▽

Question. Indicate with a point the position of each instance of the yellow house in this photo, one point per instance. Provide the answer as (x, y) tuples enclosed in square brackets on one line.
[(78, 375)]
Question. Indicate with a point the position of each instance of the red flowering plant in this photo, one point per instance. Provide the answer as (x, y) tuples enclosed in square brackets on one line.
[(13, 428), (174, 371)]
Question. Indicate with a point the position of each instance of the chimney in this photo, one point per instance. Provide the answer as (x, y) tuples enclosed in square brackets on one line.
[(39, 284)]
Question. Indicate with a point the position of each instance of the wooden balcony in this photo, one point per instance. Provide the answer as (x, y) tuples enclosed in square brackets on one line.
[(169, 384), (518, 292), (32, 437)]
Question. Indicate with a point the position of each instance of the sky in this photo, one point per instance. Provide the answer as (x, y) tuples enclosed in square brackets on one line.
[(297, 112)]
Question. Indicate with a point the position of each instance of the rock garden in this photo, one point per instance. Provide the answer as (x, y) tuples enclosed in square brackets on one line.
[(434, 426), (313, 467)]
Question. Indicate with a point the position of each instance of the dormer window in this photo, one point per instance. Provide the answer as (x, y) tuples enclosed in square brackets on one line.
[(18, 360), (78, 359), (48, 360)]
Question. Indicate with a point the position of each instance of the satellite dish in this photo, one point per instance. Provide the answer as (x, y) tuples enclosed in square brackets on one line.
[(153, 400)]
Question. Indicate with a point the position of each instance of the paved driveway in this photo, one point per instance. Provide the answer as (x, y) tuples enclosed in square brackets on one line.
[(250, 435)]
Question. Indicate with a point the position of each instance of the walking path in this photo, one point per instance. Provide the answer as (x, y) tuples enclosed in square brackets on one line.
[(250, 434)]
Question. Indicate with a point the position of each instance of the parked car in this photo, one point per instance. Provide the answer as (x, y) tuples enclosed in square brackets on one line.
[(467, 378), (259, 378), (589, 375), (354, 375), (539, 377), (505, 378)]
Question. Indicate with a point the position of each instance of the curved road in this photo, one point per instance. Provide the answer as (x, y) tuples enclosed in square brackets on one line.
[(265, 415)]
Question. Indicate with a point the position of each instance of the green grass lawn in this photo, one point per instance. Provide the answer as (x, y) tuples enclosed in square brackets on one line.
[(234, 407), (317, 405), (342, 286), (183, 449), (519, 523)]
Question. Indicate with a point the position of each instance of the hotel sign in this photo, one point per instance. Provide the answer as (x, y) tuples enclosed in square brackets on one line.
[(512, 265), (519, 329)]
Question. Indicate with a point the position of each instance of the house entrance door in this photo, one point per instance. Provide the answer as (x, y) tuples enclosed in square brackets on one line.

△

DIRECTIVE:
Output every line of the items above as a JSON list of strings, one string per line, leaving out any blank lines.

ANSWER TO THIS PROBLEM:
[
  "Question. Indicate with a point the position of each instance of the yellow house in this photo, one point per instance. Provide the answer as (x, y) tuples enclosed in square brackets on one line.",
  "[(78, 375)]",
  "Question. Indicate with a point the position of each instance of the red flowering plant in this photo, one point per instance. Provide the answer as (x, y) tuples enclosed in square brackets on one line.",
  "[(13, 428), (174, 371)]",
  "Question. Indicate with a point the position of each instance of the chimney in this photo, one point per instance. Provide the answer as (x, y) tuples enclosed in square brackets on one line.",
  "[(39, 284)]",
  "Question. Indicate with a point the position of each instance of the wooden balcony in this photo, one point per instance. Provide the answer as (x, y) tuples enclosed in square brackets on one line.",
  "[(169, 384), (518, 292), (32, 437)]",
  "Question. Indicate with a point the position of each instance of the sky in this photo, one point per instance. Provide the answer as (x, y) tuples enclosed in square brackets on one line.",
  "[(297, 112)]",
  "Question. Indicate with a point the position of each instance of the rock garden in this photo, one point per instance. Provide the answer as (x, y) tuples enclosed in square brackets on one line.",
  "[(434, 426), (313, 467)]",
  "Question. Indicate with a point the position of each instance of the dormer window in this photo, one point per instance. Provide the answer as (x, y) tuples enclosed in square brackets on one line.",
  "[(18, 360), (78, 359), (48, 360)]",
  "Question. Indicate with a point the position of each instance of the satellite dish in this photo, one point per instance. Provide the answer as (x, y) tuples enclosed in square brackets on one line.",
  "[(153, 400)]",
  "Question. Indicate with a point the position of each instance of the paved driveway in this photo, one point per instance. Provide the answer as (x, y) tuples enclosed in square brackets on one line.",
  "[(250, 435)]",
  "Question. Indicate with a point the position of each instance of the walking path in this photo, one point per instance. Provide the answer as (x, y) tuples enclosed in square brackets on one line.",
  "[(250, 434)]",
  "Question. Indicate with a point the position of each instance of the parked car in this photo, one point per instance. Provide the answer as (x, y) tuples enclosed in square brackets on one line.",
  "[(467, 378), (259, 378), (589, 375), (354, 375), (539, 377), (505, 378)]",
  "Question. Indicate with a point the position of each instance of the curved road in this photo, one point per instance. Provide the answer as (x, y) tuples enclosed in square brackets on one line.",
  "[(265, 415)]",
  "Question. Indicate with a point the position of each instance of the green grass lawn in this photo, one point per instance. Provide the answer as (x, y) tuples enclosed in square brackets on one line.",
  "[(234, 407), (317, 405), (342, 286), (183, 449), (519, 523)]",
  "Question. Indicate with a point the position of each instance of the hotel sign in this photo, one point per instance. Provide the answer as (x, y) tuples enclosed in square brackets on one line.",
  "[(512, 265), (519, 329)]",
  "Question. Indicate with a point the position of each instance of the house entrance door in this photo, one point per instance. Provide the answer as (x, y) tuples enclosed in square brackets on one line."
]